- [Description of the task]
Once you reach the line containing "positive clicks: (927, 509)" in the entries below, write out that line and each one after it down to the line containing "positive clicks: (838, 503) (841, 442)", exactly and with nothing added.

- [Extracted material]
========

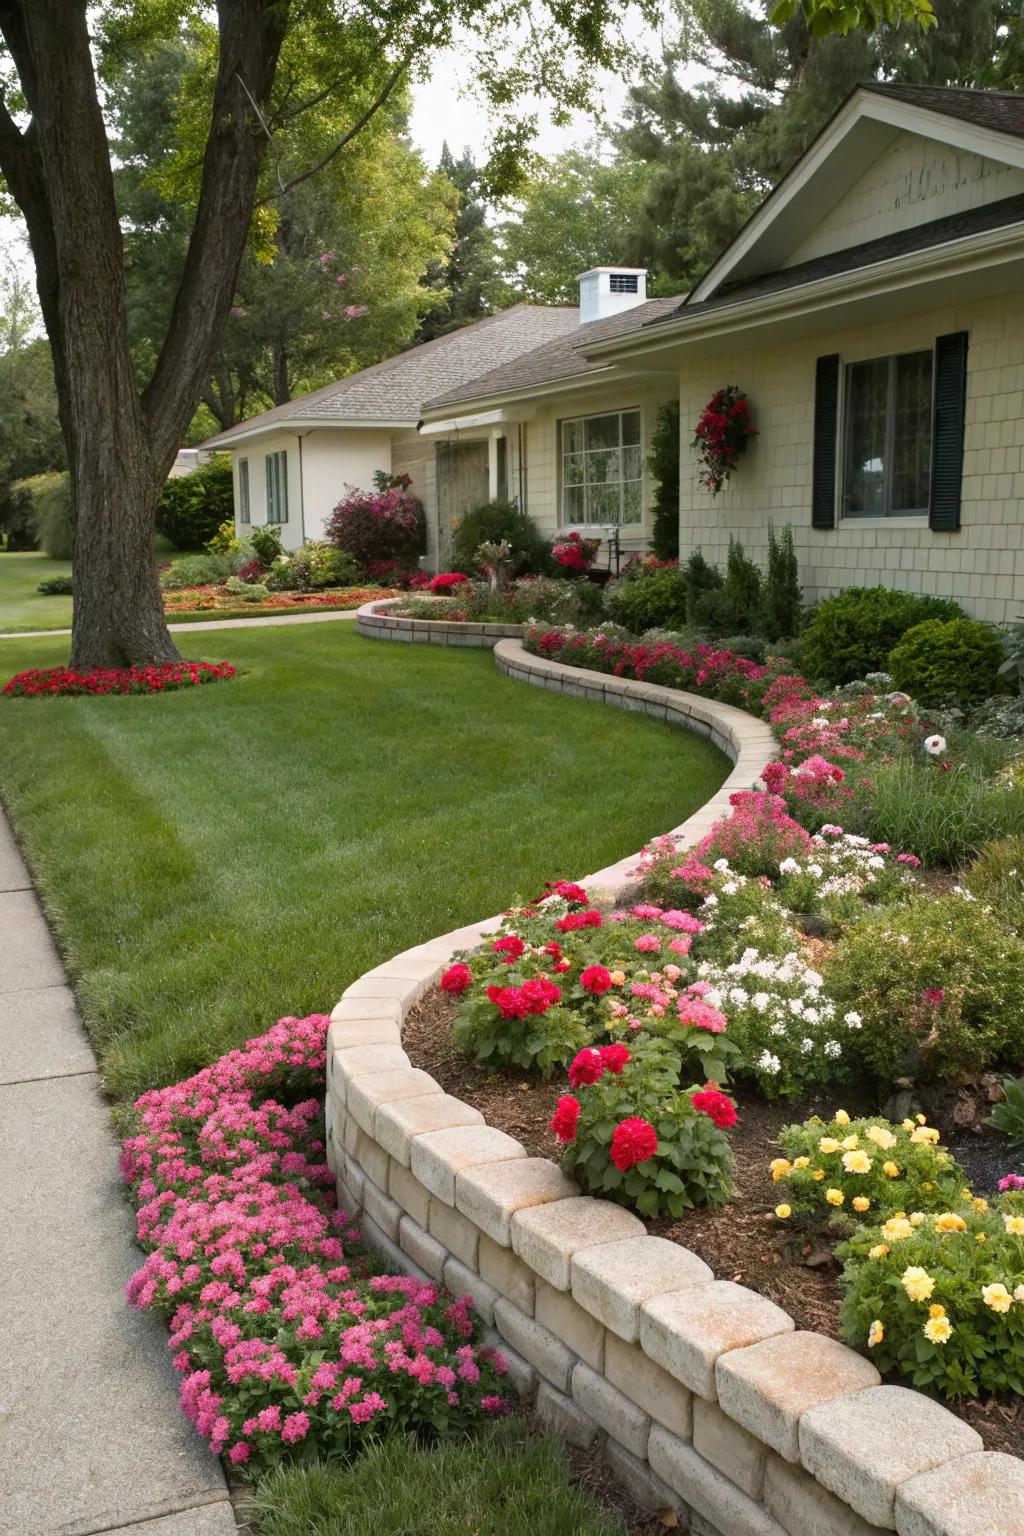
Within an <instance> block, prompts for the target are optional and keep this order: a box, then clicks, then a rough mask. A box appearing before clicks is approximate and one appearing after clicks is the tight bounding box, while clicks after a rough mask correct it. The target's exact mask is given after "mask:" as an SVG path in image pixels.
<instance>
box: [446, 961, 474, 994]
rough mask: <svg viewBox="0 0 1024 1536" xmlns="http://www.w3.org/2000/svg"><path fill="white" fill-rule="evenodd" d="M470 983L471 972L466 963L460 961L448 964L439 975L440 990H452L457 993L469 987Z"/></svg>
mask: <svg viewBox="0 0 1024 1536" xmlns="http://www.w3.org/2000/svg"><path fill="white" fill-rule="evenodd" d="M471 985H473V972H471V971H470V968H468V965H462V962H459V963H457V965H450V966H448V969H447V971H445V974H444V975H442V977H441V991H442V992H454V994H456V995H457V994H459V992H465V991H467V988H470V986H471Z"/></svg>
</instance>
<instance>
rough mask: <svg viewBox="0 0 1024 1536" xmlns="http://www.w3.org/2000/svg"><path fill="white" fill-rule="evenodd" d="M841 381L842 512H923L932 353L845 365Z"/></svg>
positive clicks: (927, 509)
mask: <svg viewBox="0 0 1024 1536" xmlns="http://www.w3.org/2000/svg"><path fill="white" fill-rule="evenodd" d="M843 382H844V389H843V396H844V409H843V516H844V518H906V516H915V515H920V516H926V515H927V510H929V498H930V476H932V393H933V355H932V352H930V350H927V352H903V353H900V355H897V356H890V358H870V359H869V361H866V362H847V364H846V370H844V381H843Z"/></svg>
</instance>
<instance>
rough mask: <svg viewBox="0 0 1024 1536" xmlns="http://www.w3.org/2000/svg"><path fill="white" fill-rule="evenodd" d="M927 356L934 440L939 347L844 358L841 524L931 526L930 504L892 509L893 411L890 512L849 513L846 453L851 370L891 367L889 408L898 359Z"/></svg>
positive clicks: (838, 503) (841, 442)
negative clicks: (847, 487)
mask: <svg viewBox="0 0 1024 1536" xmlns="http://www.w3.org/2000/svg"><path fill="white" fill-rule="evenodd" d="M924 352H927V353H929V355H930V358H932V396H930V404H929V422H930V429H929V430H930V433H932V436H933V433H935V347H933V346H930V347H929V346H924V347H903V349H901V350H900V352H883V353H872V355H870V356H864V358H843V361H841V372H840V441H838V455H837V465H835V478H837V485H835V495H837V505H838V516H840V521H841V522H844V524H849V527H851V528H857V527H874V525H878V527H889V528H898V527H901V525H906V527H921V521H923V519H924V521H926V522H927V518H929V504H927V502H926V504H924V505H923V507H901V508H900V510H894V508H892V504H890V501H892V488H890V476H892V458H894V453H892V442H894V432H895V419H894V416H892V413H890V412H889V410H887V415H886V462H887V464H889V470H887V472H886V479H887V481H889V488H887V493H886V507H887V510H884V511H847V510H846V450H847V444H849V409H851V382H849V381H851V369H855V367H858V366H863V364H864V362H887V364H889V395H887V406H889V401H890V399H892V387H894V373H895V364H897V359H898V358H906V356H915V355H917V353H924Z"/></svg>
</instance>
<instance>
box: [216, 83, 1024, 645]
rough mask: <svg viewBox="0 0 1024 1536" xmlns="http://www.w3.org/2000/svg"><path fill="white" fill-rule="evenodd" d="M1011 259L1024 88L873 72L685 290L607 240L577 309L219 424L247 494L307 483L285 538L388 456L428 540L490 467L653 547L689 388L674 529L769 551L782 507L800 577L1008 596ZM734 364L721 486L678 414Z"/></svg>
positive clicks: (1010, 327)
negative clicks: (932, 80)
mask: <svg viewBox="0 0 1024 1536" xmlns="http://www.w3.org/2000/svg"><path fill="white" fill-rule="evenodd" d="M1022 280H1024V97H1022V95H1016V94H1009V92H986V91H966V89H953V88H950V89H946V88H932V86H883V84H867V86H860V88H857V89H855V91H854V92H852V95H851V97H849V98H847V101H846V103H844V104H843V106H841V108H840V111H838V112H837V114H835V115H834V118H832V120H831V121H829V123H827V124H826V127H824V129H823V131H821V134H820V135H818V138H817V140H815V143H814V144H812V146H811V149H809V151H808V152H806V154H804V155H803V158H801V160H800V161H798V163H797V164H795V166H794V169H792V170H791V172H789V174H788V175H786V177H785V178H783V180H781V181H780V184H778V186H777V187H775V189H774V190H772V192H771V194H769V197H768V198H766V200H765V203H763V204H761V206H760V209H758V210H757V212H755V214H754V215H752V218H751V220H749V221H748V223H746V226H745V227H743V229H742V230H740V233H738V235H737V238H735V240H734V241H732V244H731V246H729V247H728V249H726V250H725V252H723V253H722V257H720V258H718V260H717V261H715V263H714V266H712V267H711V269H709V270H708V272H706V273H705V276H703V278H702V280H700V281H699V283H697V284H695V287H694V289H692V290H691V292H689V293H688V295H686V296H685V298H682V300H680V298H679V296H674V298H657V300H646V275H645V273H643V272H642V270H639V269H631V267H599V269H594V270H591V272H586V273H583V275H582V278H580V307H579V310H574V309H557V310H548V309H534V307H530V306H519V307H517V309H513V310H507V312H505V313H504V315H493V316H490V318H488V319H485V321H481V323H477V324H476V326H471V327H467V329H465V330H461V332H456V333H454V335H451V336H442V338H441V339H439V341H434V343H428V344H427V346H424V347H416V349H411V350H410V352H407V353H402V355H401V356H399V358H393V359H390V361H388V362H382V364H379V366H378V367H376V369H367V370H364V372H362V373H358V375H355V376H353V378H348V379H342V381H341V382H339V384H335V386H329V389H327V390H321V392H319V393H318V395H312V396H307V399H306V401H295V402H292V404H290V406H282V407H278V410H276V412H267V413H264V416H258V418H255V421H252V422H244V424H243V425H241V427H235V429H232V432H229V433H223V435H221V436H218V438H215V439H213V442H212V444H210V445H212V447H232V449H233V452H235V455H236V464H238V504H236V511H238V518H239V522H241V519H243V516H249V518H250V519H252V521H264V516H270V511H272V510H273V511H275V515H276V516H279V505H281V496H282V495H287V502H286V508H287V507H295V505H299V507H306V511H304V513H301V515H299V518H298V519H296V522H295V524H289V535H287V539H286V542H292V544H295V542H299V541H301V538H302V535H306V536H312V535H315V533H316V531H318V528H319V527H321V525H322V518H324V515H325V511H327V510H330V505H333V504H335V501H336V499H338V498H339V492H341V485H344V484H345V482H348V484H361V485H364V484H368V478H370V475H372V470H373V468H378V467H384V468H388V467H390V468H393V470H398V468H405V470H408V472H410V473H411V476H413V488H415V490H416V492H418V493H419V495H421V496H422V499H424V502H425V507H427V515H428V527H430V550H428V561H430V564H431V565H433V567H438V565H444V564H445V556H447V550H448V536H450V530H451V524H453V519H456V518H457V516H461V515H462V513H464V511H465V510H467V507H470V505H474V504H476V502H479V501H482V499H485V496H484V492H485V490H487V495H488V496H491V495H502V496H504V495H508V496H511V498H514V499H516V501H517V502H519V504H520V505H522V507H525V510H527V511H528V513H530V515H531V518H533V519H534V521H536V522H537V525H539V527H540V528H542V530H545V531H548V533H551V535H554V533H556V531H557V533H562V531H568V530H570V528H579V530H582V531H591V533H594V535H599V536H600V538H603V539H605V541H606V542H608V544H611V542H613V541H614V542H617V544H619V547H620V548H622V550H642V548H645V547H646V544H648V539H649V533H651V524H649V507H651V495H652V487H651V484H649V473H648V470H646V458H648V452H649V441H651V432H652V429H654V422H656V418H657V412H659V407H660V406H662V404H665V402H666V401H672V399H679V401H680V432H682V449H683V452H682V473H680V553H682V554H683V556H685V554H686V553H689V551H691V550H694V548H697V547H700V548H702V550H703V553H705V554H706V556H708V558H709V559H714V561H718V562H722V561H723V558H725V554H726V551H728V545H729V538H731V536H735V538H740V539H742V541H743V544H745V547H746V550H748V553H751V554H752V556H754V558H755V559H761V561H763V558H765V553H766V544H768V528H769V524H774V525H775V527H781V525H783V524H791V525H792V530H794V536H795V544H797V551H798V556H800V565H801V581H803V585H804V591H806V594H808V596H809V598H817V596H823V594H826V593H829V591H834V590H837V588H840V587H844V585H872V584H883V585H889V587H900V588H907V590H912V591H933V593H941V594H943V596H952V598H956V599H958V601H961V602H963V604H964V607H966V608H967V610H969V611H970V613H973V614H975V616H978V617H983V619H992V621H1006V619H1015V617H1018V613H1019V611H1021V610H1024V461H1022V453H1024V300H1022V296H1021V293H1022ZM545 327H550V329H547V330H545ZM448 349H450V350H448ZM725 384H735V386H738V387H740V389H742V390H743V392H745V393H746V396H748V398H749V401H751V407H752V415H754V422H755V425H757V430H758V436H757V439H754V442H752V445H751V447H749V450H748V453H746V455H745V458H743V459H742V462H740V464H738V467H737V470H735V473H734V475H732V478H731V481H729V482H728V485H726V488H725V490H723V492H722V493H720V495H718V496H711V495H709V492H706V490H705V488H703V487H702V485H700V481H699V464H697V459H695V455H694V453H692V452H691V450H689V441H691V438H692V432H694V425H695V422H697V419H699V416H700V413H702V410H703V407H705V404H706V402H708V399H709V398H711V396H712V395H714V392H715V390H717V389H720V387H722V386H725ZM399 396H401V401H399ZM289 445H290V447H289ZM302 455H304V458H302ZM313 458H315V464H316V467H315V468H312V461H313ZM249 459H252V461H253V462H255V465H256V470H258V472H259V473H255V475H253V473H250V468H249V464H247V467H246V475H244V476H243V468H241V465H243V462H246V461H249ZM272 461H279V462H281V468H279V470H278V468H275V465H273V462H272ZM304 464H306V467H304ZM281 475H284V479H286V482H287V493H284V492H279V490H278V488H276V484H278V478H279V476H281ZM302 476H306V479H302ZM243 479H244V484H243ZM264 484H266V487H267V492H264ZM267 498H269V499H267Z"/></svg>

========

- [Written response]
positive clicks: (927, 509)
mask: <svg viewBox="0 0 1024 1536" xmlns="http://www.w3.org/2000/svg"><path fill="white" fill-rule="evenodd" d="M843 382H844V389H843V396H844V409H843V516H844V518H906V516H915V515H920V516H926V515H927V510H929V498H930V476H932V393H933V355H932V352H930V350H927V352H903V353H900V355H897V356H890V358H870V359H869V361H866V362H847V364H846V370H844V381H843Z"/></svg>
</instance>
<instance>
rough mask: <svg viewBox="0 0 1024 1536" xmlns="http://www.w3.org/2000/svg"><path fill="white" fill-rule="evenodd" d="M927 356L934 440L939 347L844 358L841 524L931 526L930 504L892 509L893 411L890 512L849 513L846 453L851 370L891 367L889 408L898 359Z"/></svg>
positive clicks: (838, 503) (841, 442)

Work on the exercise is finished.